Assignment.
Word for word, restate the records that appear below.

Collected data.
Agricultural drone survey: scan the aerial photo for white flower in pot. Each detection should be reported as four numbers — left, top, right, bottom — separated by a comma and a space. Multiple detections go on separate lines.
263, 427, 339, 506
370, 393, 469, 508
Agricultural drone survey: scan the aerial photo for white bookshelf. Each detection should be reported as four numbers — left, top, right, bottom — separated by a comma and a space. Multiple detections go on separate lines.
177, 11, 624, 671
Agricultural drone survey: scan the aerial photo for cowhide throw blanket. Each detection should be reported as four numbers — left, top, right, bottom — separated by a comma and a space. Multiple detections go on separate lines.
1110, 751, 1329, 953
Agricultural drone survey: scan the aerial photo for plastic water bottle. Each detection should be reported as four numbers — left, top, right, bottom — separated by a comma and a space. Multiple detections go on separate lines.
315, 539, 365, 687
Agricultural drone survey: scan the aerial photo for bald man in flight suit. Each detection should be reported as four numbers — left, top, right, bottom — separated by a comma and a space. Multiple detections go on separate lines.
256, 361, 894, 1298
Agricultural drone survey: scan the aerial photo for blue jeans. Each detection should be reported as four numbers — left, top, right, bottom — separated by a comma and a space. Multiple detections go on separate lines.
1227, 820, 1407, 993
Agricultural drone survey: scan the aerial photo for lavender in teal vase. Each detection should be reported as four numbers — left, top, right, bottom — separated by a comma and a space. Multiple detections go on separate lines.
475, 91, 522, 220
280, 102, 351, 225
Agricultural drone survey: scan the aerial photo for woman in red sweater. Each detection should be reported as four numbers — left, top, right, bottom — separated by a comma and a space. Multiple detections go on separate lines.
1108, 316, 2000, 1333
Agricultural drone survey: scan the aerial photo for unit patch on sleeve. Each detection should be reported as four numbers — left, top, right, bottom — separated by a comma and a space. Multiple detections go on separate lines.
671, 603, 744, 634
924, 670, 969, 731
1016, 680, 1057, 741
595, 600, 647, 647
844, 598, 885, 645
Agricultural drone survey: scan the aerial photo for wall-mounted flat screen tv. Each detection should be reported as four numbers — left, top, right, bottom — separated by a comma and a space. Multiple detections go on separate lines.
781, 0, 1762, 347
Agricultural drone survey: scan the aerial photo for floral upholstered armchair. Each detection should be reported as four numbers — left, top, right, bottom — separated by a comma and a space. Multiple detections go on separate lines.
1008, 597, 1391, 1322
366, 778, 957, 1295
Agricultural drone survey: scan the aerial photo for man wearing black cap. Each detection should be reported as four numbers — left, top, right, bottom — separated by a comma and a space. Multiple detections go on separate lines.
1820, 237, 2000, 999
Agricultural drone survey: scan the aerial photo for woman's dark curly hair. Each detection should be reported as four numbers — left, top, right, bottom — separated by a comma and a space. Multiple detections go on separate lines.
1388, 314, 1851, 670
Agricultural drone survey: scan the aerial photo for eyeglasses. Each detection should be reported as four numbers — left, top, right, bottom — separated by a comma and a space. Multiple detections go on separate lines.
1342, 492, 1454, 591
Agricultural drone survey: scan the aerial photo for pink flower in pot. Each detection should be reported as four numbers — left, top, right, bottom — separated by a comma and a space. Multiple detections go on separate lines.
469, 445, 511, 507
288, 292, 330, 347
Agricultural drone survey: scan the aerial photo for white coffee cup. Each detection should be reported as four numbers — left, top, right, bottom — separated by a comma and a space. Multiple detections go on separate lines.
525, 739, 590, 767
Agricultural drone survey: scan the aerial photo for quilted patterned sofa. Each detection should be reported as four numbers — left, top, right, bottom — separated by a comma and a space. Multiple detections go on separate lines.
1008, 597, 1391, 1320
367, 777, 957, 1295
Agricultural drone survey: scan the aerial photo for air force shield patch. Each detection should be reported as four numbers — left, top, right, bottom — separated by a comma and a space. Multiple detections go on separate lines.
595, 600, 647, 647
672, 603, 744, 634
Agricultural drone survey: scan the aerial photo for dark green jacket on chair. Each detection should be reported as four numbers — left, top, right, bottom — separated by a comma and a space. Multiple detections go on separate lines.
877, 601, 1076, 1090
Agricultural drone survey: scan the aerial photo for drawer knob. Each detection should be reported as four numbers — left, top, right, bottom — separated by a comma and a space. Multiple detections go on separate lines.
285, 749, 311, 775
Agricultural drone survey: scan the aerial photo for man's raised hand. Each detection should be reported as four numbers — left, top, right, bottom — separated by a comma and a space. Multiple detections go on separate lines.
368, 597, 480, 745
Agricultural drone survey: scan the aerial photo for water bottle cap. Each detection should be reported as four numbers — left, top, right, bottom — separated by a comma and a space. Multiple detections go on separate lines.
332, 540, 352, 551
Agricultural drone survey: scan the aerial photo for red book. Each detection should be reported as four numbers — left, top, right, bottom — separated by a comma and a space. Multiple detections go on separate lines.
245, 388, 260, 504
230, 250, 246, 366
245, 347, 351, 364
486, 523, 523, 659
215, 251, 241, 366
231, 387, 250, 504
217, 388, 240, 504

Result of this task.
Agricultural drone survey: scan the aerial photo for white flower in pot. Each detection should be reported as four numbers — left, top, right, bottom — separated by a comma and a space. Multiple detections go on separate lines.
263, 427, 339, 506
370, 393, 469, 508
Agricultural drone survey: scan the aerial photo for white bookshelf. Each detection should be reported as four numbers — left, top, right, bottom — separated by a comma and a space. Multiple detections go on separate lines.
177, 11, 624, 671
Agricultural drone survey: scan the aerial photo for cowhide throw blanket. Each detection should be reported as four numbers — left, top, right, bottom — separated by a comma and a space. Multiple detections go on separate lines.
1110, 751, 1329, 953
Agricultural drone survey: scan the aerial photo for plastic water bottle. Each detection should be reported as four numbers — left, top, right, bottom — separated by a comma and a space. Multiple detections go on separate lines.
315, 539, 365, 687
Agricultural drone survey: scan the aerial photo for bald man in flight suit. Each detection should be reported as four numbers — left, top, right, bottom — separated by a comma and a space. Multiple detections go on separate lines.
256, 361, 894, 1298
Agricultural drone survey: scan the aerial photo for blue jeans. Each detection should be reported as four numbers — left, top, right, bottom — separated by a comma and a space. Multiple detections go on separate lines.
1227, 820, 1407, 993
Agricultural drone survey: scan the aerial photo for lavender in teal vase. Each detection should be reported as four numbers — left, top, right, bottom — separated by a comma and a space. Multiple detections go on separate lines.
475, 91, 522, 220
280, 102, 351, 225
Agricultural drone survey: scan the aerial photo for woman in red sweater. Each detection should be reported as four numbers — left, top, right, bottom — separated by a comma and a space. Multiple detections go on separate lines.
1108, 316, 2000, 1333
Agricultural drone survey: scan the aerial photo for unit patch on sleeve. Each detection should be reported as four numbers — left, top, right, bottom — separated by a comma and a space. Multiple detections go on separate lines.
671, 603, 744, 634
924, 670, 969, 731
1016, 680, 1057, 741
595, 600, 647, 647
844, 598, 885, 645
Agricultural drone survey: scan the aerial photo for wall-mounted flat screen tv. Each detection should be reported as four numbers — left, top, right, bottom — separated by a comma and a space. Multiple detections go on separate lines.
781, 0, 1762, 347
Agricultural drone survey: scan the aerial photo for floral upholstered armchair. Each detection should be reported as four numbers — left, top, right, bottom — separated by a comma and a space. Multiple detections go on separate lines.
1008, 597, 1391, 1322
366, 778, 957, 1295
Agricultural drone survey: scan the aerial photo for man wearing black cap. Each detection should be reported as four numbers — left, top, right, bottom — separated by a comma and a space. Multiple detections go on separate lines.
1820, 237, 2000, 999
Agricultural drone survey: scan the aerial photo for woman's dark curly hair. Each detection should be reported as four numbers — left, top, right, bottom — separated by a comma and a space. Multiple detections go on separate lines.
1388, 314, 1851, 670
Agricultural drone survey: scan the aerial photo for eyeglasses. Each detection should be reported as four numbers — left, top, right, bottom — separated by a comma and a space. Multiple detections go on separate lines.
1342, 492, 1454, 591
Agricultural drone survey: scan the aerial photo for pink flower in pot. Each detection should be reported as four numbers — left, top, right, bottom — separated by a comma and a space. Multiple detections go on separate lines.
469, 445, 511, 507
288, 292, 330, 347
Agricultural drone survey: scan the aerial photo for white coffee cup. Each detection should be reported as four numbers — left, top, right, bottom — separated by a comma and a space. Multiple detections go on separate lines.
525, 739, 590, 767
Agricultural drone survey: scan the aerial photo for quilted patterned sofa. Each detection should be reported as four numbers — left, top, right, bottom — separated by a comma and a space. Multiple detections go on separate lines.
1008, 597, 1391, 1320
367, 777, 957, 1295
Agricultural drone survey: scan the aerial photo for air force shield patch. Each detection should be reported as four numbers — left, top, right, bottom — separated by a comma and a space. Multiple detections go on separate lines.
595, 600, 647, 647
672, 603, 744, 634
Agricultural drone survey: scan the aerial photo for dark green jacket on chair. Each detection should be reported as four numbers — left, top, right, bottom — separated by a comma and a space. Multiple detections go on separate lines.
877, 601, 1076, 1090
Agricultural drone survey: scan the aerial photo for drawer knob. Each detection should be reported as four numbers — left, top, right, bottom — separated by a comma and a space. Multiple detections go on separate lines.
285, 749, 311, 775
Agricultural drone survey: scan the aerial photo for man's raised hand. Each detection should be reported as four numbers — left, top, right, bottom — separated by a comma and a space. Multiple detections go on separate lines.
368, 597, 480, 745
Agricultural drone survey: scan the aerial photo for water bottle cap. Each detection should be reported as four numbers — left, top, right, bottom — separated by a comma and a space. Multiple detections go on separate lines.
332, 540, 352, 551
Agricultural drone survey: scan the aerial photo for red book. Each detection should be reported as four numbers — left, top, right, bottom — separated by a comma and a space. Multiple detections go on separate lines.
245, 388, 260, 504
230, 250, 246, 366
245, 347, 351, 364
486, 523, 523, 659
215, 251, 241, 366
231, 387, 250, 504
217, 388, 240, 504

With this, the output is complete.